COUR D'APPEL D'ABIDJAN

PREMIERE CHAMBRE SOCIALE


Matière : SOCIALE

Arrêt N° : 38 SOC/16 du 09 décembre 2016

Solution : CONFIRMATION


AFFAIRE

Mme NANGUY EPOUSE CHIDZO SUZANE ET AUTRES
C/
SICOGI


Titrage :

Jugement 1er ressort
: Licenciement légitime conforme aux prescriptions légales

Cour d’appel: Contrat de travail - Action en annulation du licenciement pour fait de grève – Rupture abusive du lien contractuel – Action en paiement des droits de rupture (non) – Paiement de dommages et intérêts – Délivrance de certificat irrégulier (non) – Remboursement d’une année d’allocation de retraite (non).


Résumé :

1) De la rupture du lien contractuel

Dès lors que les appelants qui soutiennent avoir observé les formalités prescrites pour déclencher une grève, ne rapportent cependant pas la preuve du respect des dispositions de l’article 82-16 du code du travail en produisant le procès verbal de non conciliation de la sentence arbitral ayant acquis force exécutoire avant la reconduction de la grève, c’est à bon droit que le tribunal a confirmé le jugement du tribunal de première instance en déclarant le licenciement légitime et débouter leurs prétentions en paiement des dommages et intérêts pour licenciement abusif.


2) Sur le paiement de dommages et intérêts pour délivrance de certificats irréguliers


Dès lors que conformément à l’article 1614 du code de travail, l’employeur a remis sous peine de dommages et intérêts, un certificat de travail indiquant exclusivement la date d’entrée et de sortie, la nature et les dates des emplois successivement occupés,  il y a lieu de débouter les appelants car ils ne rapportent pas la preuve d’un préjudice subis suite à la délivrance des certificats de travail


3) Sur le remboursement d’une année d’allocation de retraite


Il y a lieu de déclarer mal fondée la demande de l’appelant sur le retard accusé dans le paiement de sa pension car bien que licencié en 2007, et ayant atteint l’âge de la retraite le 1er juin 2011, ce n’est qu’en décembre 2011 que celle-ci s’est rapprochée de son employeur pour la constitution de son dossier de retraite.

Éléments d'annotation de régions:

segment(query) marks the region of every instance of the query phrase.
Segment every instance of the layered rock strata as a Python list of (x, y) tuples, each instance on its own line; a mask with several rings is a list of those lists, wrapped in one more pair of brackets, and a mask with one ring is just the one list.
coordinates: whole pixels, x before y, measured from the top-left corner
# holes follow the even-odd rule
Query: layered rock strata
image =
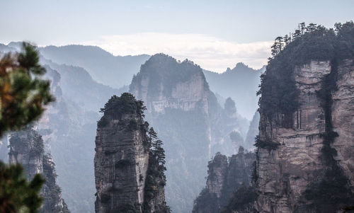
[(142, 103), (123, 93), (102, 110), (94, 159), (96, 212), (165, 212), (164, 182), (152, 172), (157, 166), (152, 163)]
[[(346, 197), (354, 191), (353, 60), (338, 65), (312, 60), (297, 67), (289, 77), (295, 81), (300, 103), (290, 125), (282, 125), (289, 122), (284, 114), (270, 119), (261, 113), (256, 209), (340, 211), (350, 204)], [(330, 195), (338, 197), (336, 203), (321, 200)]]
[(193, 213), (218, 213), (226, 206), (233, 192), (251, 184), (256, 154), (244, 151), (227, 159), (217, 153), (208, 163), (208, 176), (204, 188), (194, 202)]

■ VOTRE TRAVAIL:
1. Recopiez le passage de l'arrêt qui commence par « 1) De la rupture » et se termine par « pour licenciement abusif. ».
2. Dans le titrage de l'arrêt relatif à la cour d'appel, relevez tous les éléments suivis de la mention « (non) ».
3. Répondez à ces questions sur l'arrêt :
(a) Quels sont le numéro et la date de l'arrêt ?
(b) Quelle solution l'arrêt retient-il ?
(c) Selon le résumé, de quel article du code du travail les appelants ne prouvent-ils pas avoir respecté les dispositions ?
Appuyez-vous uniquement sur l'arrêt reproduit plus haut.

■ CORRIGÉ PAR TÂCHE:
1.
1) De la rupture du lien contractuel

Dès lors que les appelants qui soutiennent avoir observé les formalités prescrites pour déclencher une grève, ne rapportent cependant pas la preuve du respect des dispositions de l’article 82-16 du code du travail en produisant le procès verbal de non conciliation de la sentence arbitral ayant acquis force exécutoire avant la reconduction de la grève, c’est à bon droit que le tribunal a confirmé le jugement du tribunal de première instance en déclarant le licenciement légitime et débouter leurs prétentions en paiement des dommages et intérêts pour licenciement abusif.

2.
- Action en paiement des droits de rupture
- Délivrance de certificat irrégulier
- Remboursement d'une année d'allocation de retraite

3.
(a) 38 SOC/16 du 09 décembre 2016.
(b) La confirmation.
(c) L'article 82-16.